* Directions for this task
Quote the article on agriculture inspectors word for word, starting at "Agriculture supervisors were" and ending at "of their cars.", with both of those included.

━━━ Document passage

For instance, if the destructive infection known as citrus canker were to become established in California, which produces most of the nation's fresh oranges, consumers would pay up to $130 million more a year for the fruit, according to an ongoing study by scientists at the University of California at Davis.
"It's all about early detection, and it wasn't their priority at the time," said A.G. Kawamura, secretary of the California Department of Food and Agriculture from 2003 through 2010, who was sharply criticized for the spraying in Monterey Bay.
And it's not just humans who pay the cost. Wildlife and beneficial insects die when fields are sprayed.
The problems began when the Homeland Security Department absorbed inspectors who worked for the Department of Agriculture. The move put plant and insect scientists alongside gun-toting agents from Customs and Border Protection and resulted in a bitter culture clash.
Agriculture supervisors were replaced in the chain of command by officials unfamiliar with crop science. Hundreds of inspectors resigned, retired or transferred to other agencies. Some of the inspectors who remained on the job lost their offices and desks and were forced to work out of the trunks of their cars.
It took authorities years "to learn there's an important mission there," said Joe Cavey, head of pest identification for a USDA inspection service. "Yeah, maybe a radioactive bomb is more important, but you have to do both things."
At the time of the merger, at least 339 of 1,800 inspector positions were vacant. By 2008, vacancies had increased to 500, or more than a quarter of the original workforce.
The effect of the exodus was profound. One East Coast port director told a congressional investigator that she was left without a single agriculture inspector. An airport technician in Bangor, Maine, said there wasn't one within 50 miles for two years.
One agriculture inspector who defied authority was demoted, despite being credited with saving California's citrus industry from the potentially devastating effects of canker.
While working at an international mail center outside San Francisco, the inspector found a package destined for Ventura labeled "books and chocolates." Inside were 350 citrus cuttings from Japan that were infested with canker, which has killed more than 2 million trees across Florida but does not exist in California.
He showed it to a supervisor, who, according to the Congressional Record, replied: "Look, we are here to protect the country from acts of terrorism. What do you expect me to do?"
The inspector sidestepped the supervisor and called the USDA. The resulting investigation ended with arrests and the incineration of 4,000 potentially infected trees that had been growing at an unregistered nursery in a prime citrus region.
But within a month, the whistleblower was demoted to search through the dirty laundry of passengers returning from foreign trips.
Government officials now acknowledge the problems and say they began taking corrective steps after Sen. Dianne Feinstein of California threatened in 2008 to propose a bill that would move inspectors back to the USDA and increase their numbers.
"That was a huge moment for everybody," said Kevin Harriger, Custom and Border Protection's acting executive director of agriculture programs. "We took it on the chin and said, `You're right. We heard you. We've been remiss in several key areas.'"
Critics in Congress say serious damage has already been done. Sen. Daniel Akaka, a Hawaii Democrat and member of the Senate Committee on Homeland Security, said the improvements aren't happening fast enough. He's asked the Government Accountability Office to reopen an investigation.
"When change like this happens, you hope people get it right the first time," said Rep. Dennis Cardoza, a California Democrat who also investigated the problems. "But if they don't, it's not them who pay the price. It's society that does."
Associated Press Writer Rick Callahan in Indianapolis contributed to this report.

━━━━━━
━━━ Dataset excerpts

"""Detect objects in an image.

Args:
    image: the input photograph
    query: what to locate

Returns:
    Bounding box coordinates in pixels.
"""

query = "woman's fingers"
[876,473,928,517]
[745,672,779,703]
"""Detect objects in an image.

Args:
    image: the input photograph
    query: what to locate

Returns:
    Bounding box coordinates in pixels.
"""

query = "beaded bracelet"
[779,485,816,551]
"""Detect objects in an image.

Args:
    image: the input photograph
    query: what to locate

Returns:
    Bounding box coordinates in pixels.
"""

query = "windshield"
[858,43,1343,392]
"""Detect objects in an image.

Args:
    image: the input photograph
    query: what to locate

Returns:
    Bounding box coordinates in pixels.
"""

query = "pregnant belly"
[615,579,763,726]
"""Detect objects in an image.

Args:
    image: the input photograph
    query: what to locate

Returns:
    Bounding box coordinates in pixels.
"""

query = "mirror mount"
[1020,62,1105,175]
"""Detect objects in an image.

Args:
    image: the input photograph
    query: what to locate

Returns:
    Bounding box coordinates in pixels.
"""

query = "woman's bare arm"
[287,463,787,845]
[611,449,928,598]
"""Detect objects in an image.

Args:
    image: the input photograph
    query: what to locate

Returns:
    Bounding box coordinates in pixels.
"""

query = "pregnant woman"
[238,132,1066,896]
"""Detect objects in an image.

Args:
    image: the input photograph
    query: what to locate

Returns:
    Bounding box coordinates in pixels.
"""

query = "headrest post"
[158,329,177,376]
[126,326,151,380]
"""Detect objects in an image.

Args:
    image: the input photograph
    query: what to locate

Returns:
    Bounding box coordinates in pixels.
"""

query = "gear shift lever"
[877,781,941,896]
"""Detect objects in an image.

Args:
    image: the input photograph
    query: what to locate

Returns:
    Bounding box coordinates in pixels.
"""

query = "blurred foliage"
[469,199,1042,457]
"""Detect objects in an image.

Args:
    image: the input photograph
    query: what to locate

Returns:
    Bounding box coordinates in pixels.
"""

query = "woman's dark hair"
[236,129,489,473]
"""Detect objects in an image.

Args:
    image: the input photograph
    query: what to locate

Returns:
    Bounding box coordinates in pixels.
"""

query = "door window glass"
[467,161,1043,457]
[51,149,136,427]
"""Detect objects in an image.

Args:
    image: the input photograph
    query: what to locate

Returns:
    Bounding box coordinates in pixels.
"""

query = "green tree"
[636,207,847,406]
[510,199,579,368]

━━━━━━

* Your solution
Agriculture supervisors were replaced in the chain of command by officials unfamiliar with crop science. Hundreds of inspectors resigned, retired or transferred to other agencies. Some of the inspectors who remained on the job lost their offices and desks and were forced to work out of the trunks of their cars.